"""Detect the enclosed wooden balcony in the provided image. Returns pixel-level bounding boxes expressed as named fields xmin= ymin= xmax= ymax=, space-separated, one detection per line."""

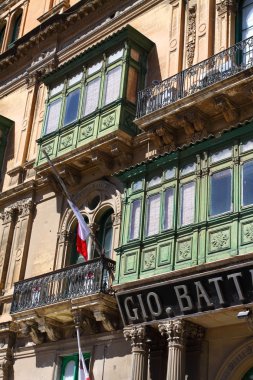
xmin=10 ymin=257 xmax=118 ymax=343
xmin=135 ymin=36 xmax=253 ymax=148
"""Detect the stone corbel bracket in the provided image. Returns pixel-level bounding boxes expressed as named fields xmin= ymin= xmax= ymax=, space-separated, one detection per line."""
xmin=214 ymin=95 xmax=240 ymax=124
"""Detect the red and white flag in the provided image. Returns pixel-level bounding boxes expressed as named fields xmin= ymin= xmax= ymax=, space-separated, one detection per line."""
xmin=76 ymin=326 xmax=90 ymax=380
xmin=67 ymin=200 xmax=90 ymax=261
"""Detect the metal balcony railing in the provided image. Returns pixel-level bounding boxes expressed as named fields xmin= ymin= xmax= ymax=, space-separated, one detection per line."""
xmin=10 ymin=257 xmax=115 ymax=314
xmin=137 ymin=36 xmax=253 ymax=118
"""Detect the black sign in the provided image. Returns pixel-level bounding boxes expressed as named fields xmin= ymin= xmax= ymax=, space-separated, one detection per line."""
xmin=116 ymin=262 xmax=253 ymax=325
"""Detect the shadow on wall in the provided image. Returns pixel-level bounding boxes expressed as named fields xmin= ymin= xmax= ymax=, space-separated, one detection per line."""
xmin=146 ymin=46 xmax=162 ymax=87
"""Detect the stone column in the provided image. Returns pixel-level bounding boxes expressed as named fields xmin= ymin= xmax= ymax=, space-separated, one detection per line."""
xmin=0 ymin=209 xmax=16 ymax=293
xmin=5 ymin=199 xmax=35 ymax=293
xmin=124 ymin=326 xmax=148 ymax=380
xmin=159 ymin=319 xmax=186 ymax=380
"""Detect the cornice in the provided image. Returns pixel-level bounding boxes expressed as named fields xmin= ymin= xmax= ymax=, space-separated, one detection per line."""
xmin=0 ymin=0 xmax=161 ymax=76
xmin=0 ymin=179 xmax=36 ymax=207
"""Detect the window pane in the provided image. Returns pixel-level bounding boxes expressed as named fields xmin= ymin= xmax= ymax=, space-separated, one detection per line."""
xmin=165 ymin=168 xmax=175 ymax=180
xmin=68 ymin=72 xmax=82 ymax=86
xmin=163 ymin=188 xmax=174 ymax=230
xmin=210 ymin=169 xmax=232 ymax=216
xmin=129 ymin=200 xmax=141 ymax=240
xmin=241 ymin=139 xmax=253 ymax=152
xmin=63 ymin=89 xmax=80 ymax=126
xmin=83 ymin=77 xmax=101 ymax=116
xmin=146 ymin=194 xmax=160 ymax=236
xmin=180 ymin=182 xmax=195 ymax=225
xmin=242 ymin=160 xmax=253 ymax=206
xmin=87 ymin=61 xmax=102 ymax=75
xmin=181 ymin=163 xmax=195 ymax=176
xmin=108 ymin=49 xmax=124 ymax=64
xmin=50 ymin=82 xmax=64 ymax=97
xmin=64 ymin=360 xmax=76 ymax=380
xmin=148 ymin=176 xmax=161 ymax=188
xmin=211 ymin=148 xmax=232 ymax=163
xmin=133 ymin=180 xmax=142 ymax=191
xmin=104 ymin=66 xmax=122 ymax=105
xmin=44 ymin=98 xmax=62 ymax=134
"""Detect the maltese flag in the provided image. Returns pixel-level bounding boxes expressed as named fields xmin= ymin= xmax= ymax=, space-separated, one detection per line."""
xmin=67 ymin=200 xmax=90 ymax=261
xmin=79 ymin=353 xmax=90 ymax=380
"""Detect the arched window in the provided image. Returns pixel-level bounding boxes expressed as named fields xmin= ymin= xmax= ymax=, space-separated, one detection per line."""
xmin=66 ymin=215 xmax=89 ymax=266
xmin=0 ymin=23 xmax=6 ymax=51
xmin=9 ymin=11 xmax=22 ymax=46
xmin=93 ymin=209 xmax=114 ymax=259
xmin=242 ymin=367 xmax=253 ymax=379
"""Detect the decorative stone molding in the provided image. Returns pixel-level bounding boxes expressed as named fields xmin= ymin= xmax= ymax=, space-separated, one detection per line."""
xmin=214 ymin=95 xmax=239 ymax=123
xmin=0 ymin=209 xmax=16 ymax=225
xmin=186 ymin=5 xmax=197 ymax=67
xmin=93 ymin=311 xmax=117 ymax=332
xmin=155 ymin=127 xmax=174 ymax=145
xmin=216 ymin=0 xmax=236 ymax=16
xmin=57 ymin=230 xmax=72 ymax=244
xmin=124 ymin=325 xmax=148 ymax=350
xmin=159 ymin=319 xmax=186 ymax=347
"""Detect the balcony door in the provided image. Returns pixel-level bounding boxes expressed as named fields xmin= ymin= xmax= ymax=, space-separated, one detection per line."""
xmin=241 ymin=0 xmax=253 ymax=65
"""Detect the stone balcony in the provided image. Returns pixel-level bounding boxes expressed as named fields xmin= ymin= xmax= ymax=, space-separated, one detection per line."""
xmin=135 ymin=36 xmax=253 ymax=150
xmin=10 ymin=257 xmax=118 ymax=343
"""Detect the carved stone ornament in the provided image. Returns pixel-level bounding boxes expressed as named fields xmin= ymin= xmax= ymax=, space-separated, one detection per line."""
xmin=58 ymin=230 xmax=72 ymax=244
xmin=159 ymin=319 xmax=186 ymax=347
xmin=17 ymin=199 xmax=34 ymax=217
xmin=214 ymin=95 xmax=239 ymax=124
xmin=0 ymin=209 xmax=16 ymax=225
xmin=244 ymin=223 xmax=253 ymax=242
xmin=210 ymin=230 xmax=230 ymax=250
xmin=216 ymin=0 xmax=236 ymax=16
xmin=186 ymin=5 xmax=197 ymax=67
xmin=123 ymin=326 xmax=148 ymax=350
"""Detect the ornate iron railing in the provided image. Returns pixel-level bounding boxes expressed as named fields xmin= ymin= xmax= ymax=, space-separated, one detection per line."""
xmin=10 ymin=257 xmax=115 ymax=314
xmin=137 ymin=36 xmax=253 ymax=118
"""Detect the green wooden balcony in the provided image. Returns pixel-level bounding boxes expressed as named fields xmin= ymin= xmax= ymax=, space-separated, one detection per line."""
xmin=115 ymin=121 xmax=253 ymax=284
xmin=36 ymin=26 xmax=153 ymax=169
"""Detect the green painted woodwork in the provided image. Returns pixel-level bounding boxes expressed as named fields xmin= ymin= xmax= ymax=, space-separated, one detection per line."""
xmin=115 ymin=122 xmax=253 ymax=284
xmin=36 ymin=26 xmax=154 ymax=166
xmin=60 ymin=353 xmax=90 ymax=380
xmin=0 ymin=115 xmax=13 ymax=180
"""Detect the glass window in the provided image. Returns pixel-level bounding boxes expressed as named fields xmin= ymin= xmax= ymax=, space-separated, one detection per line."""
xmin=83 ymin=77 xmax=101 ymax=116
xmin=104 ymin=66 xmax=122 ymax=105
xmin=50 ymin=82 xmax=64 ymax=97
xmin=148 ymin=176 xmax=162 ymax=188
xmin=242 ymin=0 xmax=253 ymax=39
xmin=108 ymin=49 xmax=124 ymax=64
xmin=164 ymin=168 xmax=175 ymax=180
xmin=163 ymin=188 xmax=174 ymax=230
xmin=181 ymin=163 xmax=195 ymax=176
xmin=241 ymin=139 xmax=253 ymax=152
xmin=129 ymin=200 xmax=141 ymax=240
xmin=68 ymin=72 xmax=82 ymax=87
xmin=211 ymin=148 xmax=232 ymax=163
xmin=100 ymin=211 xmax=113 ymax=257
xmin=87 ymin=61 xmax=102 ymax=75
xmin=63 ymin=89 xmax=80 ymax=126
xmin=146 ymin=194 xmax=161 ymax=236
xmin=210 ymin=169 xmax=232 ymax=216
xmin=45 ymin=98 xmax=62 ymax=134
xmin=180 ymin=182 xmax=195 ymax=226
xmin=10 ymin=13 xmax=22 ymax=44
xmin=242 ymin=160 xmax=253 ymax=206
xmin=133 ymin=180 xmax=142 ymax=191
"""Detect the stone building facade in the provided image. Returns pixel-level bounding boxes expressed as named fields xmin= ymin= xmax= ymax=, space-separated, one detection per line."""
xmin=1 ymin=0 xmax=253 ymax=379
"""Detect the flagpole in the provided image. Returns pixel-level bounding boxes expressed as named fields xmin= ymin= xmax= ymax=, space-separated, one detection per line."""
xmin=42 ymin=148 xmax=103 ymax=257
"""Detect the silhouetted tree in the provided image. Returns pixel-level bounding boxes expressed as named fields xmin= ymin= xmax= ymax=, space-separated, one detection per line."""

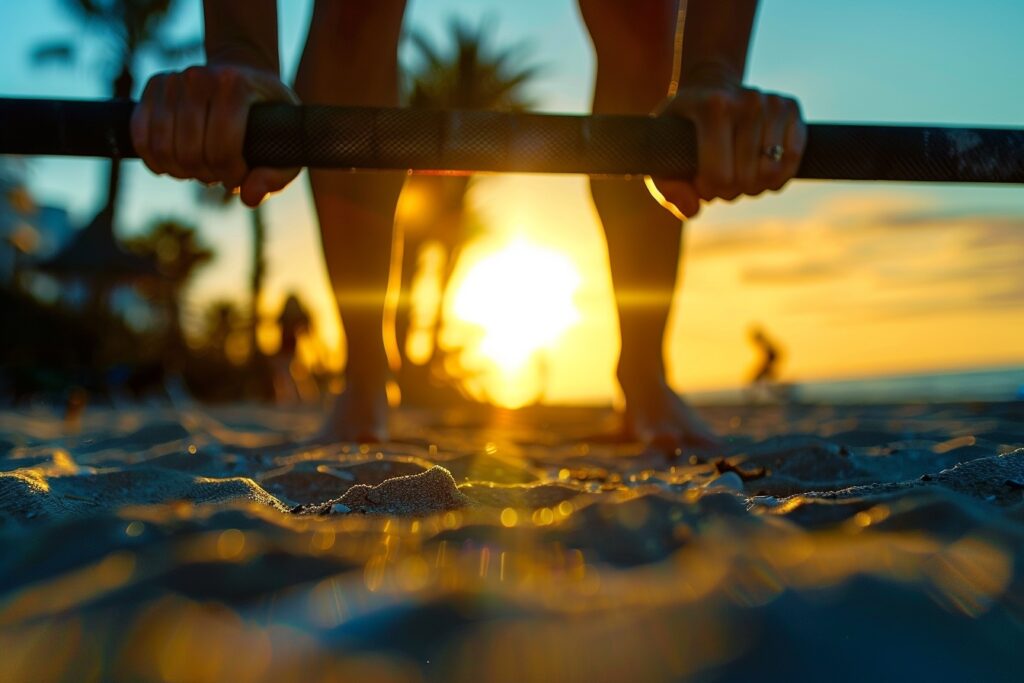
xmin=203 ymin=299 xmax=237 ymax=346
xmin=397 ymin=19 xmax=540 ymax=402
xmin=126 ymin=218 xmax=212 ymax=360
xmin=31 ymin=0 xmax=199 ymax=231
xmin=197 ymin=185 xmax=267 ymax=363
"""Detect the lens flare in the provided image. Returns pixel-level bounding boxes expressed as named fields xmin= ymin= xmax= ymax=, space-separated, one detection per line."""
xmin=449 ymin=239 xmax=581 ymax=404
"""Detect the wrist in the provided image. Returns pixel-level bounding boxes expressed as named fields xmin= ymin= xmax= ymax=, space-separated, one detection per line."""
xmin=205 ymin=47 xmax=279 ymax=77
xmin=678 ymin=61 xmax=743 ymax=89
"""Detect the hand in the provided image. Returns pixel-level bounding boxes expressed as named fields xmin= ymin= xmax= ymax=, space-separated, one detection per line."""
xmin=652 ymin=70 xmax=806 ymax=219
xmin=131 ymin=64 xmax=301 ymax=207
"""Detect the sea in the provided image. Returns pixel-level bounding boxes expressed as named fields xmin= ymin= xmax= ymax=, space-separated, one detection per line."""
xmin=692 ymin=365 xmax=1024 ymax=404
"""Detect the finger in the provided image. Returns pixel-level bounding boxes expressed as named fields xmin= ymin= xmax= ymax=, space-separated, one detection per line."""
xmin=205 ymin=69 xmax=251 ymax=190
xmin=148 ymin=74 xmax=185 ymax=178
xmin=693 ymin=92 xmax=737 ymax=201
xmin=774 ymin=99 xmax=807 ymax=191
xmin=240 ymin=166 xmax=301 ymax=207
xmin=758 ymin=94 xmax=789 ymax=192
xmin=132 ymin=75 xmax=165 ymax=174
xmin=734 ymin=89 xmax=764 ymax=196
xmin=175 ymin=66 xmax=215 ymax=183
xmin=653 ymin=178 xmax=701 ymax=219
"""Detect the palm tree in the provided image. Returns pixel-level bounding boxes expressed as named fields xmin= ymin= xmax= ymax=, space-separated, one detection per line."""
xmin=202 ymin=299 xmax=242 ymax=360
xmin=196 ymin=185 xmax=267 ymax=365
xmin=31 ymin=0 xmax=199 ymax=233
xmin=125 ymin=218 xmax=213 ymax=363
xmin=396 ymin=18 xmax=540 ymax=403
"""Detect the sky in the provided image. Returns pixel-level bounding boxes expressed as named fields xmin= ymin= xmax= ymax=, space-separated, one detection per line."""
xmin=1 ymin=0 xmax=1022 ymax=406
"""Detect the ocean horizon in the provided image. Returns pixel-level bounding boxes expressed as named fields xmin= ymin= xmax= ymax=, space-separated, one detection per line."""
xmin=690 ymin=364 xmax=1024 ymax=404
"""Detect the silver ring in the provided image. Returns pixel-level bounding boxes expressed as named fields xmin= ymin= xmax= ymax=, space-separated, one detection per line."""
xmin=763 ymin=144 xmax=785 ymax=162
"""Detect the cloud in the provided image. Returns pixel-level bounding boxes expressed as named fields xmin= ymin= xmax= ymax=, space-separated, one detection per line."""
xmin=686 ymin=197 xmax=1024 ymax=321
xmin=740 ymin=259 xmax=845 ymax=284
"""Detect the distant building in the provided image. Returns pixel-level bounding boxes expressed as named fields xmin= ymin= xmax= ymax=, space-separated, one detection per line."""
xmin=0 ymin=162 xmax=72 ymax=285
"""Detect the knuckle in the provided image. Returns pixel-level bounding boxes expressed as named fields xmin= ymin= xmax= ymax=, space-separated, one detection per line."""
xmin=711 ymin=168 xmax=734 ymax=188
xmin=177 ymin=146 xmax=202 ymax=169
xmin=738 ymin=171 xmax=759 ymax=195
xmin=152 ymin=139 xmax=174 ymax=164
xmin=206 ymin=147 xmax=231 ymax=170
xmin=130 ymin=115 xmax=147 ymax=144
xmin=763 ymin=168 xmax=789 ymax=189
xmin=183 ymin=65 xmax=206 ymax=82
xmin=160 ymin=75 xmax=181 ymax=104
xmin=182 ymin=66 xmax=209 ymax=95
xmin=702 ymin=91 xmax=734 ymax=116
xmin=720 ymin=184 xmax=741 ymax=201
xmin=206 ymin=138 xmax=240 ymax=168
xmin=132 ymin=136 xmax=149 ymax=158
xmin=780 ymin=97 xmax=799 ymax=118
xmin=140 ymin=75 xmax=162 ymax=100
xmin=217 ymin=66 xmax=244 ymax=93
xmin=740 ymin=89 xmax=762 ymax=112
xmin=221 ymin=163 xmax=248 ymax=189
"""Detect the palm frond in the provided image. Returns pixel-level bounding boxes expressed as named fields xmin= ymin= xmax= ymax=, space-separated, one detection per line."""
xmin=30 ymin=40 xmax=77 ymax=65
xmin=403 ymin=16 xmax=543 ymax=112
xmin=157 ymin=37 xmax=203 ymax=63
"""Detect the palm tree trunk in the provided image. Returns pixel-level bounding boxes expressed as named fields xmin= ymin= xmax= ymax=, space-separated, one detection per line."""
xmin=249 ymin=206 xmax=266 ymax=360
xmin=102 ymin=65 xmax=134 ymax=222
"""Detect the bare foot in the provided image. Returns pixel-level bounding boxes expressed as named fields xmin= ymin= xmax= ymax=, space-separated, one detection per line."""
xmin=312 ymin=384 xmax=390 ymax=444
xmin=621 ymin=379 xmax=722 ymax=456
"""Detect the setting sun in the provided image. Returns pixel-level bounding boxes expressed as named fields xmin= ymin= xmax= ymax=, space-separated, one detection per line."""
xmin=447 ymin=238 xmax=582 ymax=406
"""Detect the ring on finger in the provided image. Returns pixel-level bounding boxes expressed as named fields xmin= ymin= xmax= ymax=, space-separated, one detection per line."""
xmin=762 ymin=144 xmax=784 ymax=163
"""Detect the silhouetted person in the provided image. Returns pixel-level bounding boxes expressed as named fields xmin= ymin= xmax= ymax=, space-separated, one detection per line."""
xmin=749 ymin=325 xmax=781 ymax=385
xmin=273 ymin=293 xmax=312 ymax=404
xmin=130 ymin=0 xmax=806 ymax=449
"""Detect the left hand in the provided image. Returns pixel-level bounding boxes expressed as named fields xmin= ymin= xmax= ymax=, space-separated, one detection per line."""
xmin=652 ymin=71 xmax=806 ymax=219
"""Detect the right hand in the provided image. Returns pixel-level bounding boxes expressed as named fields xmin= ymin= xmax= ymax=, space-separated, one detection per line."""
xmin=131 ymin=64 xmax=301 ymax=207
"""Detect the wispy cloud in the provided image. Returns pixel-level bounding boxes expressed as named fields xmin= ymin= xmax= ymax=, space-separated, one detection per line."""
xmin=688 ymin=197 xmax=1024 ymax=319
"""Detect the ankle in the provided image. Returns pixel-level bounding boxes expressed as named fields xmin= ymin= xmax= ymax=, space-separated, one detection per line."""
xmin=616 ymin=356 xmax=667 ymax=395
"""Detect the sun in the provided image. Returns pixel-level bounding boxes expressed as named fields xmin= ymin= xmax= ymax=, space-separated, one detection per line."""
xmin=448 ymin=239 xmax=581 ymax=404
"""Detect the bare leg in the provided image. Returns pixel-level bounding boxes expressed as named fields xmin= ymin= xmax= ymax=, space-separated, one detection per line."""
xmin=295 ymin=0 xmax=407 ymax=442
xmin=580 ymin=0 xmax=719 ymax=452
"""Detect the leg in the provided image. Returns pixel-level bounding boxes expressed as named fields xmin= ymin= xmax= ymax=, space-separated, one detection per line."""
xmin=295 ymin=0 xmax=407 ymax=441
xmin=580 ymin=0 xmax=719 ymax=452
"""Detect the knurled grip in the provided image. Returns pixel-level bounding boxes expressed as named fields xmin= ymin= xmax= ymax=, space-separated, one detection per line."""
xmin=1 ymin=98 xmax=1022 ymax=183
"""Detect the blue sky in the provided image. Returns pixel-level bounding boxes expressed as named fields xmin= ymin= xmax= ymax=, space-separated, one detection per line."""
xmin=1 ymin=0 xmax=1022 ymax=399
xmin=3 ymin=0 xmax=1022 ymax=221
◇ ◇ ◇ ◇ ◇
* [EXERCISE REQUIREMENTS]: Nothing but the lines from the one containing "the leg in the" through the last line of the listing should be output, each exactly as written.

* [COMPLETED TASK]:
"""Detect the leg in the provided image. Returns pixel-level bounding boxes expressed as named fields xmin= ymin= xmax= ymax=, space-separated, one detection per line."""
xmin=295 ymin=0 xmax=407 ymax=441
xmin=580 ymin=0 xmax=719 ymax=452
"""Detect the knurled grip in the provided image. Returns pixel-level bounding boxes expressed as named fields xmin= ymin= xmax= ymax=, space-separated, one detection per line."""
xmin=1 ymin=98 xmax=1022 ymax=183
"""Detect the blue sky in the provided image. Returns pixel-level bounding boxes expressed as named fields xmin= ymin= xmax= ymax=, space-separated, one detection per line."""
xmin=1 ymin=0 xmax=1022 ymax=399
xmin=3 ymin=0 xmax=1022 ymax=221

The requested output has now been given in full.